▶ _FRAGMENTO DEL DOCUMENTO_
★ ★ ★ ★

2 de diciembre 2024
En los meses finales de 1979, motivados por el dinamo de la revolución, un grupo de hombres y mujeres tuvimos el privilegio de comenzar a trabajar con Carlos Manuel Morales Fonseca en Las Segovias, donde clandestino, con otros revolucionarios, instaló una escuela guerrillera en el cerro Copetudo, en lo profundo de las estribaciones cobrizas de Macuelizo.
Irreverente, inquieto, mal hablado, ocurrente, humor fino, súper inteligente y ágil para deducir. También era serio, responsable, malcriado, exigente consigo mismo y con quienes trabajaba. Era, sobre todo, un maestro que nos instaba a pensar, investigar, desarrollar nuestro pensamiento crítico, promover la solución de conflictos de manera constructiva y fomentar el respeto y el entendimiento entre las personas. Socrático, pues.
Manuel era amigo a tiempo completo, te escuchaba atento cuando le contabas asuntos personales y siempre te daba alguna sugerencia. Con él aprendimos a ver la vida desde diferentes ángulos y aristas y nos daba libertad para desarrollar nuestras creatividades, pues creía y practicaba su lema: Es mejor atajar que empujar.

★ ★ ★ ★

▶ _REGISTROS_

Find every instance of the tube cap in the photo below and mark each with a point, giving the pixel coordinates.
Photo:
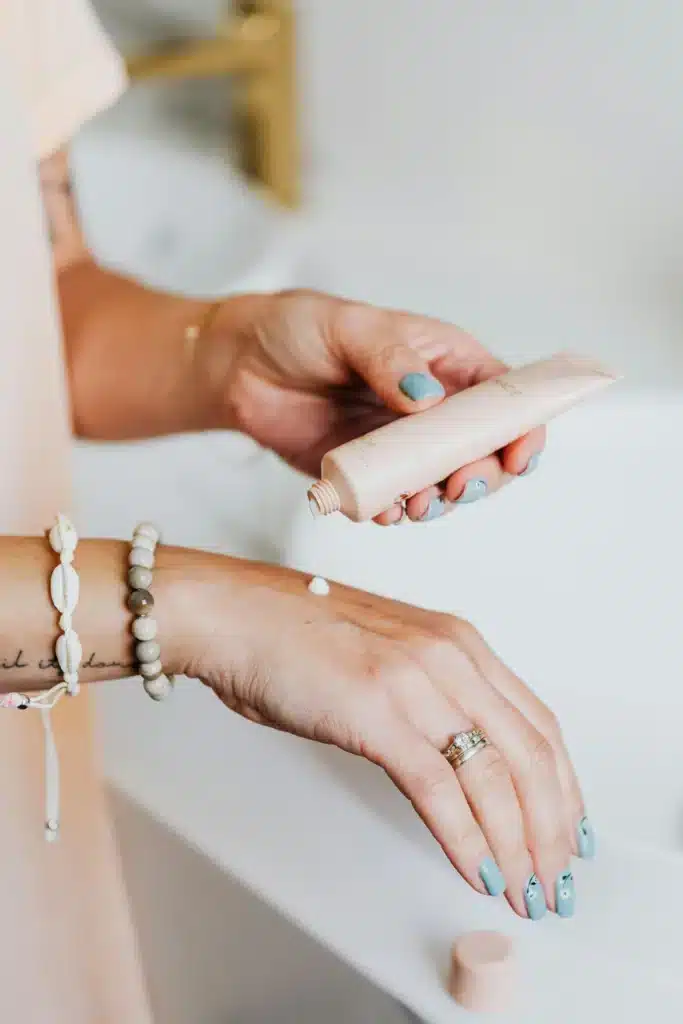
(482, 972)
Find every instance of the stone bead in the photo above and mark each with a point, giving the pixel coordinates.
(144, 629)
(140, 602)
(141, 541)
(150, 670)
(142, 557)
(139, 578)
(160, 687)
(147, 529)
(147, 650)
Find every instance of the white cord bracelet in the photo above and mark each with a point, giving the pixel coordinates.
(65, 588)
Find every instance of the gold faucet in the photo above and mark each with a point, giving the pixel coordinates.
(255, 43)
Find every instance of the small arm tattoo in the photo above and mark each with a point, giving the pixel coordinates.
(62, 223)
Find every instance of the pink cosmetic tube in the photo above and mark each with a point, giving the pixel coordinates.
(369, 474)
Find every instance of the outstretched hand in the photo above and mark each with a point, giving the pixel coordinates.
(312, 371)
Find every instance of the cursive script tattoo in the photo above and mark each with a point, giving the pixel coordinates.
(8, 664)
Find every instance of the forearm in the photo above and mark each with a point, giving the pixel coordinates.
(29, 622)
(131, 372)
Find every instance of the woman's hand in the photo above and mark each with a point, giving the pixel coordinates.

★ ★ ★ ★

▶ _TAREAS POR REALIZAR_
a. Conteste, a partir del fragmento sobre Carlos Manuel Morales Fonseca, estas preguntas:
(i) ¿En qué cerro se instaló la escuela guerrillera?
(ii) ¿Con qué palabra se resume su condición de maestro?
(iii) ¿Cuál era el lema que creía y practicaba?
b. Convierta en una lista el párrafo del fragmento que empieza con «Irreverente, inquieto, mal hablado» y conserve sus datos principales.
Para responder, utilice únicamente el fragmento y no los registros.

▶ _RESULTADOS FINALES_
a.
(i) En el cerro Copetudo.
(ii) Socrático.
(iii) Es mejor atajar que empujar.

b.
- Irreverente, inquieto, mal hablado y ocurrente, de humor fino, súper inteligente y ágil para deducir.
- Serio, responsable, malcriado y exigente consigo mismo y con quienes trabajaba.
- Ante todo, un maestro que instaba a pensar, investigar y desarrollar el pensamiento crítico.
- Promovía la solución constructiva de conflictos y fomentaba el respeto y el entendimiento entre las personas.
- En suma, socrático.